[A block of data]
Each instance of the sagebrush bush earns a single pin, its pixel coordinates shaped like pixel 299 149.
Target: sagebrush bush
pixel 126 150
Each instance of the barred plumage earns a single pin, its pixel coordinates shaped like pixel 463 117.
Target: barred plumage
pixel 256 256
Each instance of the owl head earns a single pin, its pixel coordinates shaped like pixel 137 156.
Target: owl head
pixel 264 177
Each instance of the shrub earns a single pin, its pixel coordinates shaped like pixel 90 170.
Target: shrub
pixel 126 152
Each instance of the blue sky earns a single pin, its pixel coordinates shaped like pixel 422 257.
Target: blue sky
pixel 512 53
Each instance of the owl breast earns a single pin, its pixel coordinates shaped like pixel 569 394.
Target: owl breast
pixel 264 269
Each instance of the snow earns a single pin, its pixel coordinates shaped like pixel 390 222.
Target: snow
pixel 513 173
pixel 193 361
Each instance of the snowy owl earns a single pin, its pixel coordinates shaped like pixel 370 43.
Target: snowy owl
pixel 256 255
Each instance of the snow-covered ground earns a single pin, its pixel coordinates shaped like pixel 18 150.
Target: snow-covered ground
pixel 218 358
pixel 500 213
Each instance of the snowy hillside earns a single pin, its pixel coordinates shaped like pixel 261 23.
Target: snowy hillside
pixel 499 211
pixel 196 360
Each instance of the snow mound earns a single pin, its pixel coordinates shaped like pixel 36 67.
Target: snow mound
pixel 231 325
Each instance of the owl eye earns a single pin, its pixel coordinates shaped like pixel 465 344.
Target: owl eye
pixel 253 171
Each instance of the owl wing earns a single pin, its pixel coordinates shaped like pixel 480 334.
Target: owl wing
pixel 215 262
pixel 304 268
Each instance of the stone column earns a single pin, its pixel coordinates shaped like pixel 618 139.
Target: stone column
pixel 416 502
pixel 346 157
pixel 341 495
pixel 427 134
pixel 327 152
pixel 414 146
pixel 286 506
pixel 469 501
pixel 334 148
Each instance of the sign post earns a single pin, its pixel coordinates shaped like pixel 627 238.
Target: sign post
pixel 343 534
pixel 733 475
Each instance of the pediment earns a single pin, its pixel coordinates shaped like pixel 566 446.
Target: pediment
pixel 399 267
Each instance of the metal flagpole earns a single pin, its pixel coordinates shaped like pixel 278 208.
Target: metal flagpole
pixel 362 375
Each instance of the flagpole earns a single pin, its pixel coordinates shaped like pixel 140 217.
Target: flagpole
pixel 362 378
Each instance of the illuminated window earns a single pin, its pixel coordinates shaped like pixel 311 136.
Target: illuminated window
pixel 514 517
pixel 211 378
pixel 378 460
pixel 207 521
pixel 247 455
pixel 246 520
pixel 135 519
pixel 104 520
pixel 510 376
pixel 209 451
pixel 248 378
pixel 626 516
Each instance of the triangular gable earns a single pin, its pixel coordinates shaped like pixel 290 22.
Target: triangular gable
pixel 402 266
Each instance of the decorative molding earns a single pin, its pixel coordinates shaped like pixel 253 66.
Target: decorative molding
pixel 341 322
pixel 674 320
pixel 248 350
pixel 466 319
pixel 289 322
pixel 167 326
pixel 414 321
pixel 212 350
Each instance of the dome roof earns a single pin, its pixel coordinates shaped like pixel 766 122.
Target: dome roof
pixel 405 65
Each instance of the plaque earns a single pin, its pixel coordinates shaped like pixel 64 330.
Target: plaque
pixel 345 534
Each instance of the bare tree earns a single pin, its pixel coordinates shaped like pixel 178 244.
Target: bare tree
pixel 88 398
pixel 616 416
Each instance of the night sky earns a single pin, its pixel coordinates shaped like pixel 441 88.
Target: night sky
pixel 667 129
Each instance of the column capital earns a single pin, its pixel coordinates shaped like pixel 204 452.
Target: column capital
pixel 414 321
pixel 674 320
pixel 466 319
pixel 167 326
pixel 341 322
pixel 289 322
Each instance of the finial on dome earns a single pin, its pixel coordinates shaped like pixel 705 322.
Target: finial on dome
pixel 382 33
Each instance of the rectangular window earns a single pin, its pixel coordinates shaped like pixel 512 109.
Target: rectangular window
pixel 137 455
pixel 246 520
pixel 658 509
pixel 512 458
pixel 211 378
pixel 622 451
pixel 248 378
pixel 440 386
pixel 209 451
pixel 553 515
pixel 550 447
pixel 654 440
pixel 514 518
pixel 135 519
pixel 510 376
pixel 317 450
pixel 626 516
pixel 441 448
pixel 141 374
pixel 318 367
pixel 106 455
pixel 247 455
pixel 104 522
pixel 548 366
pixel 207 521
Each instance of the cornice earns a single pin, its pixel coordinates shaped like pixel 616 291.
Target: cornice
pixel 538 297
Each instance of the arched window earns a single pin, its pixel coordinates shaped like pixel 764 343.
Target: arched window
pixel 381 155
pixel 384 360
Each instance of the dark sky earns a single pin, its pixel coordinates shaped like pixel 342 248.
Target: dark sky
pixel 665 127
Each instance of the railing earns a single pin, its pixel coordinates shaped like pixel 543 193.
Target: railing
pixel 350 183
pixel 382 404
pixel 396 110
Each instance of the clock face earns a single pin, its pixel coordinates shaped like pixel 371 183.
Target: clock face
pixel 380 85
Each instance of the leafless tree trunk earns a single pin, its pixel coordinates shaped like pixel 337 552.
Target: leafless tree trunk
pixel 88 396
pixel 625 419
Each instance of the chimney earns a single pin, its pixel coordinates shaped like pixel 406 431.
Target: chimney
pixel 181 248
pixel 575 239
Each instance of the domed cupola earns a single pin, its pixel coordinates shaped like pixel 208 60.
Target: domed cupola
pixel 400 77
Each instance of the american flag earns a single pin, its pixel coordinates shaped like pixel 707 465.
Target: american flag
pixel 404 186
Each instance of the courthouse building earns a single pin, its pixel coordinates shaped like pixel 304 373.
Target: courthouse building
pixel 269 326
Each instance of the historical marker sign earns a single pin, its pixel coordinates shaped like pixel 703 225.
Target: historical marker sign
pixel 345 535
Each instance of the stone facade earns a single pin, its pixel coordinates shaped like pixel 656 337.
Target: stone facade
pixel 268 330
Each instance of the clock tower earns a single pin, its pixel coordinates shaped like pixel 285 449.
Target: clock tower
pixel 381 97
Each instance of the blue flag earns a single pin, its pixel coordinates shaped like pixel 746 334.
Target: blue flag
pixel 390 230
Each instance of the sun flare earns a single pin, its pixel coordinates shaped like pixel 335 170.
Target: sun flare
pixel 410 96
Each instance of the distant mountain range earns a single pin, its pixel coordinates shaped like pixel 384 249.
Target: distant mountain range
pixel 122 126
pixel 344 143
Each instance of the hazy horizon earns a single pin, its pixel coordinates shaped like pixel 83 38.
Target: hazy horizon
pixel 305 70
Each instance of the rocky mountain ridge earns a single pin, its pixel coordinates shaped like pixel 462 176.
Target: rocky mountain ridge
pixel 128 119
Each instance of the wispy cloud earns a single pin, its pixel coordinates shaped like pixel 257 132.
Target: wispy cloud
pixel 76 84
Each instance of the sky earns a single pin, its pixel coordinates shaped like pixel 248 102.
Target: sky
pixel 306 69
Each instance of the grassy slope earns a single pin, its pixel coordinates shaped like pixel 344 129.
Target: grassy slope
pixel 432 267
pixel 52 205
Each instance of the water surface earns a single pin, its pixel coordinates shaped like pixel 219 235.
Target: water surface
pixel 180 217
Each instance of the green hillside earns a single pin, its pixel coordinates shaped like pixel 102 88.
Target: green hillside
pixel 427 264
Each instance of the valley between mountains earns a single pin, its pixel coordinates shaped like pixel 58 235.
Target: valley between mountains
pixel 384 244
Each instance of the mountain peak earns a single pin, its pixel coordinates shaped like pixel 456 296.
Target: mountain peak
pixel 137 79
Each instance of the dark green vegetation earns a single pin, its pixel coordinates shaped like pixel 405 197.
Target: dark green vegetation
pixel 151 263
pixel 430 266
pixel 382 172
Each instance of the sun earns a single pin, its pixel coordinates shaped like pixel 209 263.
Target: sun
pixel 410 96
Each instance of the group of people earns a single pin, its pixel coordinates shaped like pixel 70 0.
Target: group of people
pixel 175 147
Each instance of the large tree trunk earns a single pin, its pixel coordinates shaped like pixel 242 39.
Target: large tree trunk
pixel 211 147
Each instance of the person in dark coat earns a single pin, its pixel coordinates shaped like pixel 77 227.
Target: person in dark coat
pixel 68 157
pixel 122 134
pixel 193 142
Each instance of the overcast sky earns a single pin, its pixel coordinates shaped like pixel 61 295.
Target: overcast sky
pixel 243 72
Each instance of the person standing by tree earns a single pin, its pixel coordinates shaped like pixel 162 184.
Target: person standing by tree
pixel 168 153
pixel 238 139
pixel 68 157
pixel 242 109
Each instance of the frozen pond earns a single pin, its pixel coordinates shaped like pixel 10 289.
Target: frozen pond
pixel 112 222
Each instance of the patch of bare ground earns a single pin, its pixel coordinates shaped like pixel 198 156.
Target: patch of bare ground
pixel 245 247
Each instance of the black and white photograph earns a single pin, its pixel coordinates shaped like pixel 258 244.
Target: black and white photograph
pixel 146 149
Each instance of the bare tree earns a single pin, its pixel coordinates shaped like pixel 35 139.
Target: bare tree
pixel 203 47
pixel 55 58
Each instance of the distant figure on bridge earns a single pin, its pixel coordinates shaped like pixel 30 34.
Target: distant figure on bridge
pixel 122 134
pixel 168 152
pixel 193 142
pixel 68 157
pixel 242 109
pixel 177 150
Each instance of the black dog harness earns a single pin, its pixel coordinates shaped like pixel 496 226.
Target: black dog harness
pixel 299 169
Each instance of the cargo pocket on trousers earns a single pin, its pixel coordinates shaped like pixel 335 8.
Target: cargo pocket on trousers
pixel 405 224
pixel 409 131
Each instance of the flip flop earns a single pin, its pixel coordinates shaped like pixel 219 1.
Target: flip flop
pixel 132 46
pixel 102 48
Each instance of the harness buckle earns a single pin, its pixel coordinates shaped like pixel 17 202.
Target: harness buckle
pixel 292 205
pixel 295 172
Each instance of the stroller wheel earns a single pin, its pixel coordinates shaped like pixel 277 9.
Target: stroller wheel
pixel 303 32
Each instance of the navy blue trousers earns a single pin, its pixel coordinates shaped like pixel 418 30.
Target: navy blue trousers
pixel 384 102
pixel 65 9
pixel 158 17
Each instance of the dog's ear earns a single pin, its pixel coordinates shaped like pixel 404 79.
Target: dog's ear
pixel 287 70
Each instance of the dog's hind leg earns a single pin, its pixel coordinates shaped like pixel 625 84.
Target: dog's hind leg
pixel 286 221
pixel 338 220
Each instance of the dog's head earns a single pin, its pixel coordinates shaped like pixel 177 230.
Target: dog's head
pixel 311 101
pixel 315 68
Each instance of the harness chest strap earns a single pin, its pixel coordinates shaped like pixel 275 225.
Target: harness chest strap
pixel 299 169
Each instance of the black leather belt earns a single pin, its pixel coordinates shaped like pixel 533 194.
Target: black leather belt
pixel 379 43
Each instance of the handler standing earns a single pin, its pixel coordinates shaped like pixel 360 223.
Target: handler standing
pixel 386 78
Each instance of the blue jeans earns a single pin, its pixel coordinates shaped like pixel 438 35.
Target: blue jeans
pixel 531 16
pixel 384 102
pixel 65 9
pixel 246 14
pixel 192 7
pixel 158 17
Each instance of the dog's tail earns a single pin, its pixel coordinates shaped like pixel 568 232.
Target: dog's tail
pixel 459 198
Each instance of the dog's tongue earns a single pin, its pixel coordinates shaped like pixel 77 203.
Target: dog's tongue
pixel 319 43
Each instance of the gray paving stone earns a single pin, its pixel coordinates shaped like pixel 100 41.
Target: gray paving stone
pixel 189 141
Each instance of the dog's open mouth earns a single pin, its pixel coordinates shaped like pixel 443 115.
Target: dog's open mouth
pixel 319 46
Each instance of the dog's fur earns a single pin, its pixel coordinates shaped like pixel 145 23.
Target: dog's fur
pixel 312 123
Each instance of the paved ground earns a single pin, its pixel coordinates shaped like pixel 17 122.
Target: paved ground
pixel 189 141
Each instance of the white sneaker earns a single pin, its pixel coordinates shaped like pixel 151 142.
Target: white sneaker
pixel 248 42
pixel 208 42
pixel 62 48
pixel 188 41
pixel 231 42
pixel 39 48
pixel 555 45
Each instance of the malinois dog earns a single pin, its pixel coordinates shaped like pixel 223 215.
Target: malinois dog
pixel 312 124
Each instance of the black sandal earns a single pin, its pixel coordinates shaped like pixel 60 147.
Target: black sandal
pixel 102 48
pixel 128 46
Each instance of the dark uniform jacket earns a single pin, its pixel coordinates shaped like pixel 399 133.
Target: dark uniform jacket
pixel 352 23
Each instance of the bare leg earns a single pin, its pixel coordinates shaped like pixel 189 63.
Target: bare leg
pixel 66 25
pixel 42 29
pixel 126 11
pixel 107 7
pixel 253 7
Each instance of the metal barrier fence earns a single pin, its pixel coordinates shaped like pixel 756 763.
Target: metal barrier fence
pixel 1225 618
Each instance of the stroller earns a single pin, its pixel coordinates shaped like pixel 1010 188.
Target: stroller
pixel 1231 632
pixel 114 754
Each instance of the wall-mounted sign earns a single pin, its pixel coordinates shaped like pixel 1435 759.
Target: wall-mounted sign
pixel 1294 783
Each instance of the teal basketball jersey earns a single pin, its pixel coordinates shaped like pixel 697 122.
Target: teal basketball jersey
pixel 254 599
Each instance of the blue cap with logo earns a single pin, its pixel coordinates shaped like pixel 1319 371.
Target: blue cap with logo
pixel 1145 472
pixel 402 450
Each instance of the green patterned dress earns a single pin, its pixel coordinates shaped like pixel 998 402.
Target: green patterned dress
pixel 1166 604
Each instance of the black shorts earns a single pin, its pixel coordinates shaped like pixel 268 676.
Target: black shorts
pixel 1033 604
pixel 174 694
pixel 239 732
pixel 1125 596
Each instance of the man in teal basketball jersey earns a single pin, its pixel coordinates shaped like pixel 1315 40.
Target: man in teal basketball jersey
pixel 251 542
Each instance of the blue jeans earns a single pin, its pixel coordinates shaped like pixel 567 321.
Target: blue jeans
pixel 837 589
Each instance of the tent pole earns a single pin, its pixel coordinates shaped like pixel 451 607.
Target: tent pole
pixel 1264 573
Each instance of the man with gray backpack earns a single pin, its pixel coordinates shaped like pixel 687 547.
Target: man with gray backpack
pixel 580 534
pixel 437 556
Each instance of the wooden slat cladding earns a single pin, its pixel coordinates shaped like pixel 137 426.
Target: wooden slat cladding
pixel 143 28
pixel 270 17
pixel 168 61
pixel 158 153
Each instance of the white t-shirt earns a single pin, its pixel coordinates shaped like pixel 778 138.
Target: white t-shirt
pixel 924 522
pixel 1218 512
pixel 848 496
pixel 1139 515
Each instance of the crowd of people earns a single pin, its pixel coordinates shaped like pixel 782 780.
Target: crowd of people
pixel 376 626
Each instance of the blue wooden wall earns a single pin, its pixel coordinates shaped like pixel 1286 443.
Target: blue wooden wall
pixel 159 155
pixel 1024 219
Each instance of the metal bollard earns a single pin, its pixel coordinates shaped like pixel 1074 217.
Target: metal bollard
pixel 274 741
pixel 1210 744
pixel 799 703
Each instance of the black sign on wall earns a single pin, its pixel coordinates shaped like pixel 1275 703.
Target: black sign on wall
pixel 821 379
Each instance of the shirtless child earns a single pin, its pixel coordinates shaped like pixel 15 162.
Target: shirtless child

■ EXERCISE REQUIREMENTS
Render the lines from the one containing "Each instance of the barred" through the one containing "pixel 264 177", both included, as a JSON list of strings with one string per line and any blank lines omitted.

■ SOLUTION TO THE PROBLEM
[
  "Each instance of the barred plumage earns a single pin, its pixel coordinates shaped like pixel 463 117.",
  "Target: barred plumage",
  "pixel 256 256",
  "Each instance of the owl head earns a single pin, its pixel coordinates shaped like pixel 137 156.",
  "Target: owl head",
  "pixel 264 177"
]